WHAT YOU WILL DO: Nothing but an exact copy of the records below counts as the answer.

++++ DATA RECORDS

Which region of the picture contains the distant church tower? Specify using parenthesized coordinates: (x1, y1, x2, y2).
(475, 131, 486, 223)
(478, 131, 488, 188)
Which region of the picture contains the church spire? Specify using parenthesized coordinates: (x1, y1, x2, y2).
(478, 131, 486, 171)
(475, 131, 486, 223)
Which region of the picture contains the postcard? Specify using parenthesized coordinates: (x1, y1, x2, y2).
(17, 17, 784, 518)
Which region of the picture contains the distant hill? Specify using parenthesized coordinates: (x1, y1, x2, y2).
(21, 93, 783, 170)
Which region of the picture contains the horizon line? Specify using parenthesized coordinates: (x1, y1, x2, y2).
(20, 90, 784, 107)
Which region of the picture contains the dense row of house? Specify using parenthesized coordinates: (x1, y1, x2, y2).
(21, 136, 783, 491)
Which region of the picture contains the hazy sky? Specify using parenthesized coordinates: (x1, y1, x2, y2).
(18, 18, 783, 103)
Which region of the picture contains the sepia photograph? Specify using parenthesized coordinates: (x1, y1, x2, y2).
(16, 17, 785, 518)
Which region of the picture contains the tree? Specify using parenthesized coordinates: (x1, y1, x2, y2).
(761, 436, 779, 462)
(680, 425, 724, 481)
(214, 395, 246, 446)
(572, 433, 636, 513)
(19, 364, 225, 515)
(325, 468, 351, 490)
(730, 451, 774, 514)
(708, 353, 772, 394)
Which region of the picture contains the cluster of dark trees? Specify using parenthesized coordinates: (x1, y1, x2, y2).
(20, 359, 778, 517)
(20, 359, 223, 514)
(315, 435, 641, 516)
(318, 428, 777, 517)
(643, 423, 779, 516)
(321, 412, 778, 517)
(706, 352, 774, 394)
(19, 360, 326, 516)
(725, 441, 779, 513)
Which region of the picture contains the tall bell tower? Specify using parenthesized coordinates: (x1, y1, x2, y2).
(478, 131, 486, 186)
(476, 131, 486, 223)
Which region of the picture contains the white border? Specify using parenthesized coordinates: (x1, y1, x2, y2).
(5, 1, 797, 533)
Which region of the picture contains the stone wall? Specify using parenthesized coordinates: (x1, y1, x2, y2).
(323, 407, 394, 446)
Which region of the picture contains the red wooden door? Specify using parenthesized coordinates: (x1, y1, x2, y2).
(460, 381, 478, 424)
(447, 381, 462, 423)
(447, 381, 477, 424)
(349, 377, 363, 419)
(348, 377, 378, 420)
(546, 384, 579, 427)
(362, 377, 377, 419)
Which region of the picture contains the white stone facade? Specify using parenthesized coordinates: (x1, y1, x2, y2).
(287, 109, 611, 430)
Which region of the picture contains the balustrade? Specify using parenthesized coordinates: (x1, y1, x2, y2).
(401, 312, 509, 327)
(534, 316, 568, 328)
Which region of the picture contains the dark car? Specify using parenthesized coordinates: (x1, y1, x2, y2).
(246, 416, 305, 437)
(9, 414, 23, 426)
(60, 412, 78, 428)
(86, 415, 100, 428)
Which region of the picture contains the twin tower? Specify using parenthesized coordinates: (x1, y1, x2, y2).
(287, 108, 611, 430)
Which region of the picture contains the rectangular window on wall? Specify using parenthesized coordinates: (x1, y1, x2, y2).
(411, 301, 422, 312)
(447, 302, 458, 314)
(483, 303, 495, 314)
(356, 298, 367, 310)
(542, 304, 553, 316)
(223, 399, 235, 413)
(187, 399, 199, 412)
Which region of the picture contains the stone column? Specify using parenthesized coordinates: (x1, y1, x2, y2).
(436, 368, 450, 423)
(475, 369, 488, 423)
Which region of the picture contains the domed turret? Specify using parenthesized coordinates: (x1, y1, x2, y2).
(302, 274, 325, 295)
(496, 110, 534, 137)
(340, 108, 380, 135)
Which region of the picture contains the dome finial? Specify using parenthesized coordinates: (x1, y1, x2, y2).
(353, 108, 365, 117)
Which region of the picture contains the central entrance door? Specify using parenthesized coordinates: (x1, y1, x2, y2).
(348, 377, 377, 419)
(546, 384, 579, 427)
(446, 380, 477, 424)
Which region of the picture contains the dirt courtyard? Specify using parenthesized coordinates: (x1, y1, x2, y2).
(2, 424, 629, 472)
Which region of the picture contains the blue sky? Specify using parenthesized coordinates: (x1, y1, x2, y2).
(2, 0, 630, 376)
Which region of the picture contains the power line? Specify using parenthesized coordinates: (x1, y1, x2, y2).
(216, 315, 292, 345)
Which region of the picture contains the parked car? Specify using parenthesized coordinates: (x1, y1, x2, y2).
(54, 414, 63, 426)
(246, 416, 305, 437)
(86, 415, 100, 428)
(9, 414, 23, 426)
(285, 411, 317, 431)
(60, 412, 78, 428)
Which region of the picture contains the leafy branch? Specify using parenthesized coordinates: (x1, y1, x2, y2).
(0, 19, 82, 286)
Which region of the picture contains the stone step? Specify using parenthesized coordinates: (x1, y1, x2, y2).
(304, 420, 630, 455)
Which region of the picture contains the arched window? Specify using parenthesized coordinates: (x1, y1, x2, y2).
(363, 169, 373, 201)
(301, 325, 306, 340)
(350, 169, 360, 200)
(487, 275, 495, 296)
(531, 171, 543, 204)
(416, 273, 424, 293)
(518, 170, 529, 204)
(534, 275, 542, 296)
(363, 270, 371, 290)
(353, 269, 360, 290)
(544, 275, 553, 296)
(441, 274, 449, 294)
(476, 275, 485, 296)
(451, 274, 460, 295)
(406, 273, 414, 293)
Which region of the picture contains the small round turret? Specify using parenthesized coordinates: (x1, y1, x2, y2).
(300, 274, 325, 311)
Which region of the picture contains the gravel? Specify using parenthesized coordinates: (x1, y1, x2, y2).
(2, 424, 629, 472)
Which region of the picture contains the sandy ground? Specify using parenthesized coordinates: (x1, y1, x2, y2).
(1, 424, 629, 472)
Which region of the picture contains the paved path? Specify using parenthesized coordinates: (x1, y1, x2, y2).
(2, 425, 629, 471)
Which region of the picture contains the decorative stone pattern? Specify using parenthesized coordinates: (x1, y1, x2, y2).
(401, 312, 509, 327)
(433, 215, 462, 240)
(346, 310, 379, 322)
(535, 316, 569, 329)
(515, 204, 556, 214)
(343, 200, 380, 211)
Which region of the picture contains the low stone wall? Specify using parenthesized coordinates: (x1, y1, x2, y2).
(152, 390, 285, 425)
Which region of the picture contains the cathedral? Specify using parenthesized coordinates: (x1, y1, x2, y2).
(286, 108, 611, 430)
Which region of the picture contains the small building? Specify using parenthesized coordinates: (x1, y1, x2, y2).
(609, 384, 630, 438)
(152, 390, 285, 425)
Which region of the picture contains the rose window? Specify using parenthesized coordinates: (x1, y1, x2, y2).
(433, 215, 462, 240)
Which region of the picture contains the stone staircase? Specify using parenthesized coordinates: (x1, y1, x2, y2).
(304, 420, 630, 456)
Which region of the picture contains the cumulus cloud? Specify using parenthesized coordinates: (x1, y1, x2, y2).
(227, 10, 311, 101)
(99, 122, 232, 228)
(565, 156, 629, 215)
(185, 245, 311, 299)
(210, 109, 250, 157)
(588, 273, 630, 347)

++++++++

EXERCISE ANSWER:
Which region of the picture contains the distant church tower? Specify using parenthesized coordinates: (x1, y1, x2, y2).
(475, 131, 486, 223)
(478, 131, 488, 188)
Which region of the picture contains the church spire? Specify using parenthesized coordinates: (x1, y1, x2, y2).
(478, 131, 486, 171)
(475, 131, 486, 223)
Which region of the picture contains the postcard? Specify using parenthesized coordinates: (x1, y1, x2, y2).
(17, 17, 784, 518)
Which region of the picture contains the distant hill? Specify using parenthesized coordinates: (x1, y1, x2, y2).
(21, 93, 783, 170)
Which region of the picture contains the horizon line? Specify using parenthesized coordinates: (x1, y1, x2, y2).
(20, 90, 784, 107)
Which region of the picture contains the dense row of house? Specify using parenthesized coordinates: (x1, y1, x2, y2).
(21, 136, 783, 491)
Which region of the picture contains the hazy sky? Specify using parenthesized coordinates: (x1, y1, x2, y2).
(18, 18, 783, 103)
Which region of the picture contains the sepia photograph? Specify using parenthesized coordinates: (x1, y1, x2, y2).
(16, 17, 785, 518)
Which region of the picture contains the tree? Specify using parenthesized coordinates: (x1, y1, x2, y2).
(761, 436, 779, 462)
(680, 425, 724, 481)
(214, 395, 246, 446)
(572, 433, 636, 513)
(19, 364, 225, 515)
(325, 468, 351, 490)
(730, 451, 774, 514)
(708, 353, 772, 394)
Which region of the picture contains the cluster of dark trees? Specify using parenthesized coordinates: (x1, y1, x2, y2).
(20, 359, 778, 517)
(20, 359, 223, 514)
(315, 435, 641, 516)
(318, 428, 777, 517)
(643, 423, 779, 516)
(321, 412, 778, 517)
(706, 352, 774, 394)
(19, 360, 326, 516)
(725, 441, 779, 513)
Which region of the picture contains the tall bell tower? Specify using parenthesized coordinates: (x1, y1, x2, y2).
(478, 131, 486, 186)
(476, 131, 486, 223)
Which region of the picture contains the white border? Specify using parenthesized coordinates: (x1, y1, x2, y2).
(5, 1, 797, 533)
Which region of the picture contains the stone wall? Specify using parenthesized coordinates: (x1, y1, x2, y2).
(323, 407, 394, 446)
Which region of the picture contains the red wooden door? Specify using parenthesized coordinates: (x1, y1, x2, y2).
(460, 381, 478, 424)
(447, 381, 462, 423)
(447, 381, 477, 424)
(349, 377, 363, 419)
(348, 377, 378, 420)
(546, 384, 579, 427)
(362, 377, 377, 419)
Which region of the picture contains the white stone facade? Specify using parenthesized coordinates: (x1, y1, x2, y2).
(287, 109, 611, 430)
Which region of the picture contains the balustrade? Specify using parenthesized coordinates: (x1, y1, x2, y2).
(401, 312, 509, 327)
(534, 316, 568, 328)
Which region of the picture contains the dark car? Specify using parenthesized coordinates: (x1, y1, x2, y2).
(246, 416, 305, 437)
(9, 414, 23, 426)
(60, 412, 78, 428)
(86, 415, 100, 428)
Which region of the picture contains the twin tower? Specify using parenthesized coordinates: (x1, y1, x2, y2).
(287, 108, 611, 430)
Which region of the picture contains the rectangular window on wall? Specify using parenthesized coordinates: (x1, y1, x2, y2).
(411, 301, 422, 312)
(447, 302, 458, 314)
(483, 303, 495, 314)
(356, 298, 367, 310)
(542, 304, 553, 316)
(223, 399, 235, 413)
(187, 399, 199, 412)
Which region of the picture contains the stone column? Specify using parenthesized coordinates: (x1, y1, x2, y2).
(436, 368, 450, 423)
(475, 369, 488, 423)
Which region of the picture contains the domed turret? Specify using parenthesized coordinates: (x1, y1, x2, y2).
(302, 274, 325, 295)
(496, 110, 534, 137)
(340, 108, 380, 135)
Which region of the picture contains the dome finial? Specify using parenthesized coordinates: (x1, y1, x2, y2).
(353, 108, 365, 117)
Which region of the picture contains the central entrance door? Specify using parenthesized coordinates: (x1, y1, x2, y2).
(348, 377, 377, 419)
(546, 384, 579, 427)
(446, 380, 477, 424)
Which region of the picture contains the dirt courtyard? Specify using parenthesized coordinates: (x1, y1, x2, y2).
(2, 424, 629, 472)
Which region of the picture contains the blue sky? Specify using parenthesized coordinates: (x1, y1, x2, y2).
(2, 0, 630, 376)
Which region of the picture contains the power line? Specify using parenthesized coordinates: (x1, y1, x2, y2).
(216, 315, 292, 345)
Which region of the picture contains the parked car? Specify using parenthesized coordinates: (x1, y1, x2, y2).
(54, 414, 63, 426)
(246, 416, 305, 437)
(86, 415, 100, 428)
(9, 414, 23, 426)
(285, 411, 317, 431)
(60, 412, 78, 428)
Which region of the picture contains the leafy branch? Specify using parenthesized coordinates: (x1, y1, x2, y2).
(0, 19, 82, 286)
Which region of the picture contains the stone step? Specify using parenthesized coordinates: (x1, y1, x2, y2).
(304, 420, 630, 455)
Which region of the picture contains the arched window? Specify using parenthesized coordinates: (x1, y1, x2, y2).
(363, 169, 373, 201)
(301, 325, 306, 340)
(350, 169, 360, 200)
(487, 275, 495, 296)
(531, 171, 543, 204)
(416, 273, 424, 293)
(518, 170, 529, 204)
(534, 275, 542, 296)
(363, 270, 371, 290)
(353, 269, 360, 290)
(544, 275, 553, 296)
(441, 274, 449, 294)
(476, 275, 485, 296)
(451, 274, 460, 295)
(406, 273, 414, 293)
Which region of the picture contains the small round turret? Specify using parenthesized coordinates: (x1, y1, x2, y2).
(300, 274, 325, 311)
Which region of the picture contains the gravel? Specify using parenthesized coordinates: (x1, y1, x2, y2).
(2, 424, 629, 472)
Which region of the picture contains the sandy ground? Specify using parenthesized coordinates: (x1, y1, x2, y2).
(1, 424, 629, 472)
Which region of the picture contains the paved path? Specify using parenthesized coordinates: (x1, y1, x2, y2).
(2, 425, 629, 471)
Which region of the picture contains the decorative stone pattern? Specify using parenthesized coordinates: (x1, y1, x2, y2).
(401, 312, 509, 327)
(433, 215, 462, 240)
(346, 310, 379, 322)
(535, 316, 569, 329)
(515, 204, 556, 214)
(343, 200, 380, 211)
Which region of the picture contains the low stone wall? Specify using parenthesized coordinates: (x1, y1, x2, y2).
(152, 390, 285, 425)
Which region of the picture contains the cathedral? Specify using parenthesized coordinates: (x1, y1, x2, y2).
(286, 108, 611, 430)
Which region of the picture contains the small building? Specify using parenthesized coordinates: (x1, y1, x2, y2).
(609, 384, 630, 438)
(152, 390, 285, 425)
Which region of the picture contains the rose window? Specify using parenthesized coordinates: (x1, y1, x2, y2).
(433, 215, 462, 240)
Which region of the picture contains the stone staircase? Specify using parenthesized coordinates: (x1, y1, x2, y2).
(304, 420, 630, 456)
Which region of the picture contains the cumulus cloud? Specify using parenthesized coordinates: (x1, y1, x2, y2).
(227, 10, 311, 101)
(99, 122, 232, 228)
(565, 156, 629, 215)
(185, 245, 311, 299)
(210, 109, 250, 157)
(588, 273, 630, 347)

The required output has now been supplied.